__Text block__:
——
Opening with the epochal "Like a Rolling Stone," Dylan delivered a snarling, six-minute anthem of alienation that redefined what a pop single could be. The rest of the album, from the cryptic menace of "Ballad of a Thin Man" to the gallows humor of the title track, bristles with intelligence, irony, and cultural provocation. Backed by a tight band including Mike Bloomfield and Al Kooper, Dylan steered American music down a wilder, more literate road and never looked back.
Interesting Facts about Highway 61 Revisited
- "Like a Rolling Stone" was originally written as a 10-page piece of verse before Dylan condensed it into a song. The finished track was so long that Columbia Records executives were initially reluctant to release it as a single.
——
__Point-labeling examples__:
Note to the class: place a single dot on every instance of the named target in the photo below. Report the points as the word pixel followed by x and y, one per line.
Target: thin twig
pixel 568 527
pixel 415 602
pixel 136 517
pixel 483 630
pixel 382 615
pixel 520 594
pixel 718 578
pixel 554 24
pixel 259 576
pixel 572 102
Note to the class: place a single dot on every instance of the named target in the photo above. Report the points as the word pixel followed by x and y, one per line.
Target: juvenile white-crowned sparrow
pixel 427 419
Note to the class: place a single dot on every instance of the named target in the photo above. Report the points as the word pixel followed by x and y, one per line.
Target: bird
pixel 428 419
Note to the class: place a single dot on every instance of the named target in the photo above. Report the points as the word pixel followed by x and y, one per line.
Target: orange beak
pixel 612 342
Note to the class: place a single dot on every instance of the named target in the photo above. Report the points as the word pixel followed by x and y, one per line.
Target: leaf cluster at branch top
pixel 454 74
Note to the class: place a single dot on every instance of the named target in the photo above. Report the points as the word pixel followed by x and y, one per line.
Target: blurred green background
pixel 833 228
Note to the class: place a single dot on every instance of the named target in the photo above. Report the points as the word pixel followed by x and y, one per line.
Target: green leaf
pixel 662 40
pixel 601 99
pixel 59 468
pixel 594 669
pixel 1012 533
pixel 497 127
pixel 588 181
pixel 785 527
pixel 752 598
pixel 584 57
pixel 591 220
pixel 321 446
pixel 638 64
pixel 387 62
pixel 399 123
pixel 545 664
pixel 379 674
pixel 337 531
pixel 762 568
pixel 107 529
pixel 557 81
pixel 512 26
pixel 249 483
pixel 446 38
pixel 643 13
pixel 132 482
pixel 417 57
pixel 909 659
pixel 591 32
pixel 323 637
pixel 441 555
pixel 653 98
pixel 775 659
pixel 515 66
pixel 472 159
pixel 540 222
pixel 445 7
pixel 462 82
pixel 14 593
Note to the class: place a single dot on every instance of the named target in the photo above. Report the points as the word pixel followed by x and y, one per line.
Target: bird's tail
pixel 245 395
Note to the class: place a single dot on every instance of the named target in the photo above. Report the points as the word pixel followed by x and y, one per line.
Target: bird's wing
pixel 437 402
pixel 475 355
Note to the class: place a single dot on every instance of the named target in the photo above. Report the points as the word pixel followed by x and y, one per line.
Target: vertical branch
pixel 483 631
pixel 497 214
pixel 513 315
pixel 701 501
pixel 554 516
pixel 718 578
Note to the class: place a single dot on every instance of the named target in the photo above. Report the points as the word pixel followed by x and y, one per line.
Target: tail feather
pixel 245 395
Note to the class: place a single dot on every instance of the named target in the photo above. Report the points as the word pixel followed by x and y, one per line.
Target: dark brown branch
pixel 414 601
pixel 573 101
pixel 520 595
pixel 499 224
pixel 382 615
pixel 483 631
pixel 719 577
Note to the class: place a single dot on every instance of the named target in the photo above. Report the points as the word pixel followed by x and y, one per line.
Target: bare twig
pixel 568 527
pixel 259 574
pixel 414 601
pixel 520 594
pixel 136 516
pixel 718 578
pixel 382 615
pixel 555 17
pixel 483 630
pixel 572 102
——
__Objectives__:
1. In the text about Highway 61 Revisited, which song began as a 10-page piece of verse?
2. Report every line of the entries that contains the string "green". Case matters.
The text and the entries come from unrelated sources.

__Answers for the exercise__:
1. "Like a Rolling Stone"

2.
Target: blurred green background
Target: green leaf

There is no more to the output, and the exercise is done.